● SUPPLIED ENTRIES
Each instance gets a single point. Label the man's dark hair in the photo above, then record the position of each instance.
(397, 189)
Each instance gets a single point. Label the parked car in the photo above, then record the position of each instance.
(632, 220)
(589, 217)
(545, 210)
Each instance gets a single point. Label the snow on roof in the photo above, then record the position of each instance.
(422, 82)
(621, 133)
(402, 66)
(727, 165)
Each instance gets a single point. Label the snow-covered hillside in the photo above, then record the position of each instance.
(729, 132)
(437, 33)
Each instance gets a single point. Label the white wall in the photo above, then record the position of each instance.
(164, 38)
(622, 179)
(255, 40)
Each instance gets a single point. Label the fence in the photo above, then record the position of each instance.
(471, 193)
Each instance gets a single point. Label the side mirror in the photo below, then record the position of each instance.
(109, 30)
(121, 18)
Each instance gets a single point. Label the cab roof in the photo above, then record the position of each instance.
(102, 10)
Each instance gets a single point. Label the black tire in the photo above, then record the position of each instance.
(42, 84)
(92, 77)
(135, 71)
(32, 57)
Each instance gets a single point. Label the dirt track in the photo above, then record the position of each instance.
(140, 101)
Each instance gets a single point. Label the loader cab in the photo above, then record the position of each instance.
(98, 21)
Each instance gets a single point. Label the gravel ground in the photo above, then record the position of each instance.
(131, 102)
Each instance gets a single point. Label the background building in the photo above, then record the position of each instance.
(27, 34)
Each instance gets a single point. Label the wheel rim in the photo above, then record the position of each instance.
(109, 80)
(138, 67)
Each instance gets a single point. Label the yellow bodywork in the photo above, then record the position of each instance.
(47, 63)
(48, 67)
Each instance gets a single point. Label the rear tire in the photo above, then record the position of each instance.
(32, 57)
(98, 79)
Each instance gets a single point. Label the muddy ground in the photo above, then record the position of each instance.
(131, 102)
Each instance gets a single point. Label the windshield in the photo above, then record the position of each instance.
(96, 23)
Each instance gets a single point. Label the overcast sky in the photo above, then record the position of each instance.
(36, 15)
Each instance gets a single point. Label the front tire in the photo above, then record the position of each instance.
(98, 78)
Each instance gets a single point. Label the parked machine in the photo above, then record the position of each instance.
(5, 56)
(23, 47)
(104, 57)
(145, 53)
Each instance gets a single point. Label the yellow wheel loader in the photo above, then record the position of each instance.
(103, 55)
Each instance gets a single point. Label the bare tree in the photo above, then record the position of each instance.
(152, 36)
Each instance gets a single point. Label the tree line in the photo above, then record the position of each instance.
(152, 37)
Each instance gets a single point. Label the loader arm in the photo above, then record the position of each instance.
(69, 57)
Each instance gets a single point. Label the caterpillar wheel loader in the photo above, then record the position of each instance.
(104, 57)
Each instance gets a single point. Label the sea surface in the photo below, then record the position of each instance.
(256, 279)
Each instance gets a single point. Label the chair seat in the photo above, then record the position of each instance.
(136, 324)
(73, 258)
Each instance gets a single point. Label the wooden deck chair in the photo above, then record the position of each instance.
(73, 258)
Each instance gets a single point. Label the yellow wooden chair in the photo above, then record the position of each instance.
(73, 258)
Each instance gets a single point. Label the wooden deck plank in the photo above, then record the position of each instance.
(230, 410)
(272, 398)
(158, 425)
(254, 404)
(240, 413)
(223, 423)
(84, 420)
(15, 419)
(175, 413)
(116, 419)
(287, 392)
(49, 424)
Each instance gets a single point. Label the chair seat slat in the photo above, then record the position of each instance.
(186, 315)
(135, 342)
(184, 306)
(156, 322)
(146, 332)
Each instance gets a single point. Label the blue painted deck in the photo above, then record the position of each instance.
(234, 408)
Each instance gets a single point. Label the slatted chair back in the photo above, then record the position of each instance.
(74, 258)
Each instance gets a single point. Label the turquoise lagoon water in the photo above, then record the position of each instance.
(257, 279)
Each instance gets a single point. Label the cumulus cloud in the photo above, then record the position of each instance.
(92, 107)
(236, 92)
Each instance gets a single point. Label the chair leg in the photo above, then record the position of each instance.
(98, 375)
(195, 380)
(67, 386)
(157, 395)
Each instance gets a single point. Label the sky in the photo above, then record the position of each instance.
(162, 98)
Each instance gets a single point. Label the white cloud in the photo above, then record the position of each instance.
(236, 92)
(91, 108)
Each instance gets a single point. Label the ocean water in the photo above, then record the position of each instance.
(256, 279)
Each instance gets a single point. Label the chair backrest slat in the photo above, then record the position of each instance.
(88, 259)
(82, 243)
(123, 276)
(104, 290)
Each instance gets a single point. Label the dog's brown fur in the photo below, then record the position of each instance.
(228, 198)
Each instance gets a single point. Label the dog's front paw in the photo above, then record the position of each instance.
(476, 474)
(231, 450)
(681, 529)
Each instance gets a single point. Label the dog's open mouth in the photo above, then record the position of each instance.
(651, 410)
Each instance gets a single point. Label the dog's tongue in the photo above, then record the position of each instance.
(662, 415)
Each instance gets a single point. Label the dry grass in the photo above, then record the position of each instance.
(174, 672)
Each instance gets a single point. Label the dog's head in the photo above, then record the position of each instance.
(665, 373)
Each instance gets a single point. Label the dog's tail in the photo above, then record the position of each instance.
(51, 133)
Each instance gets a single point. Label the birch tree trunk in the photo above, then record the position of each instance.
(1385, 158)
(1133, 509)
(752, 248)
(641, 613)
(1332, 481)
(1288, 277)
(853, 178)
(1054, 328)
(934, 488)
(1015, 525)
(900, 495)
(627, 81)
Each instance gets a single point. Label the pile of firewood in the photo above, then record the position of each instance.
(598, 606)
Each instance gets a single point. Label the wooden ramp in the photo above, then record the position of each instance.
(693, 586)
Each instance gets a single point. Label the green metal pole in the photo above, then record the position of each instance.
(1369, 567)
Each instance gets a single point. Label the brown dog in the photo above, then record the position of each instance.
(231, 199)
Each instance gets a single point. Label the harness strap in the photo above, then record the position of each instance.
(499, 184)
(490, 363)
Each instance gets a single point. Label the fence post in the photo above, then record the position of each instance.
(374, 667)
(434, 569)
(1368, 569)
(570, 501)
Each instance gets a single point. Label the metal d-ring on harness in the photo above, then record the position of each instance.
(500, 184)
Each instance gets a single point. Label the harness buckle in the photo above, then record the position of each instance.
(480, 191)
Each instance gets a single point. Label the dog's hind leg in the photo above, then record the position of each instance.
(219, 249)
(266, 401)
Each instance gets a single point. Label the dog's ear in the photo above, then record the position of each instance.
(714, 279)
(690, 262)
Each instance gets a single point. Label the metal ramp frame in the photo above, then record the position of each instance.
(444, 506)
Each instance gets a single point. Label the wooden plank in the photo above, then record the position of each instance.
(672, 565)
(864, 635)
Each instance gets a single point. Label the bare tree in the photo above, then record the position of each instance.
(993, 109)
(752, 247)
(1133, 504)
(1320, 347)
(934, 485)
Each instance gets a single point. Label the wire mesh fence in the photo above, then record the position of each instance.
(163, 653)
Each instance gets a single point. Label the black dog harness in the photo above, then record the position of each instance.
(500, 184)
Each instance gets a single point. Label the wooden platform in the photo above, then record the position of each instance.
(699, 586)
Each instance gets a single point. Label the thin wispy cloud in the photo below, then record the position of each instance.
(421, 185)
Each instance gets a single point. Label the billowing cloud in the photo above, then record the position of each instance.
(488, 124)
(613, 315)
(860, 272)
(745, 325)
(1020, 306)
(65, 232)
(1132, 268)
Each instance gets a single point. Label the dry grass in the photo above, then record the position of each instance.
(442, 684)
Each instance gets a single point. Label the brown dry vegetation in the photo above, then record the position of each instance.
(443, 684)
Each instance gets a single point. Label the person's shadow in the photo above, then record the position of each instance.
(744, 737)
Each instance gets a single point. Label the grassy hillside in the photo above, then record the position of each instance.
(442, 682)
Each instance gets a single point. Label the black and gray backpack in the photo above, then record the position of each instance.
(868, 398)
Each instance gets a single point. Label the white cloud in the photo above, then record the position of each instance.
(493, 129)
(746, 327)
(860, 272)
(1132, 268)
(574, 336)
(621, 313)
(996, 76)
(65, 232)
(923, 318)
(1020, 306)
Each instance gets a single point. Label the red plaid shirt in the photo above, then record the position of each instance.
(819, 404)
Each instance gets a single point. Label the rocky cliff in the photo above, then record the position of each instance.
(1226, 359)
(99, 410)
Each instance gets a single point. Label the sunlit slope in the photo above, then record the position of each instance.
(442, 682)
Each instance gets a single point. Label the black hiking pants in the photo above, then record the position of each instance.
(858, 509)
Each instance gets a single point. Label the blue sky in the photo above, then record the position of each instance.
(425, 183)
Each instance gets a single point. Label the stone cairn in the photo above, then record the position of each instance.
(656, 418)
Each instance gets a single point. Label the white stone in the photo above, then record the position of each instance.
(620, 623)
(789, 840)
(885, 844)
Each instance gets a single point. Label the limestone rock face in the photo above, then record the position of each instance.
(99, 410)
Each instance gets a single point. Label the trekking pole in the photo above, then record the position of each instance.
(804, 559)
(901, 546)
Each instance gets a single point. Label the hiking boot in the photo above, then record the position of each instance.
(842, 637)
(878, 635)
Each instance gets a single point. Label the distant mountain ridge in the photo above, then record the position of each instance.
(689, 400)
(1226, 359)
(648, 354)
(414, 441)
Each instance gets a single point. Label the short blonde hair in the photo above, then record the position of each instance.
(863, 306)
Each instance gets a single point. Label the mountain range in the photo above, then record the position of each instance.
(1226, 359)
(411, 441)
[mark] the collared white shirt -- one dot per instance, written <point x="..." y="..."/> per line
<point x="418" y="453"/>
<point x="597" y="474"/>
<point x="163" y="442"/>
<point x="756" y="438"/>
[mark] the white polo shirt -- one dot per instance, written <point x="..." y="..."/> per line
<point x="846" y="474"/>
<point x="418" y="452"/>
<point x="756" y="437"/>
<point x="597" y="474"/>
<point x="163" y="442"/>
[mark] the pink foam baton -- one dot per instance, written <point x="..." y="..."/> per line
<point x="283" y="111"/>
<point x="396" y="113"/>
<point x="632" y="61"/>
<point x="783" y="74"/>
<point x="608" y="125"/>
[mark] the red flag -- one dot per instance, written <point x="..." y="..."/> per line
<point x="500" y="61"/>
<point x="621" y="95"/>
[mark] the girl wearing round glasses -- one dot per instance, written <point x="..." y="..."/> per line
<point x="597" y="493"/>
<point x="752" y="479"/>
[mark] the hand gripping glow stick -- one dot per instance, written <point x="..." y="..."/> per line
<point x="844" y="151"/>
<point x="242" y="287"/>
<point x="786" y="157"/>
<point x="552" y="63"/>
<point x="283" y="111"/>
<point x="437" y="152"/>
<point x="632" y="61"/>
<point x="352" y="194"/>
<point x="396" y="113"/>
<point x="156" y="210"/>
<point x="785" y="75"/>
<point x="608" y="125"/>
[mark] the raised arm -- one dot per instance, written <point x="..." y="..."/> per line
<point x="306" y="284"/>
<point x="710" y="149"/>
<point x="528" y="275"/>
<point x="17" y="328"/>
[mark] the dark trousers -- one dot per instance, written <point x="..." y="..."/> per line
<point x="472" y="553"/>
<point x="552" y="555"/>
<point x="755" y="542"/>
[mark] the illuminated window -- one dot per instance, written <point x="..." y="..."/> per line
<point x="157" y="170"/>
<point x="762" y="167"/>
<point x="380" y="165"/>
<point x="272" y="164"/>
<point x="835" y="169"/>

● EXERCISE DETAILS
Copy the material from the line containing "[mark] the raised" through the end of the material, both included, and substitute "lit" for "illuminated". Change nothing else.

● EXERCISE RESULT
[mark] the raised arm -- one dot per instance, written <point x="..." y="..."/> per line
<point x="306" y="284"/>
<point x="710" y="149"/>
<point x="528" y="275"/>
<point x="17" y="328"/>
[mark] the dark trousers -- one dot per instance, written <point x="..." y="..."/> per line
<point x="472" y="553"/>
<point x="552" y="555"/>
<point x="755" y="542"/>
[mark] the lit window -- one dot per instance, written <point x="..." y="..."/> per line
<point x="157" y="170"/>
<point x="762" y="167"/>
<point x="380" y="165"/>
<point x="272" y="164"/>
<point x="835" y="169"/>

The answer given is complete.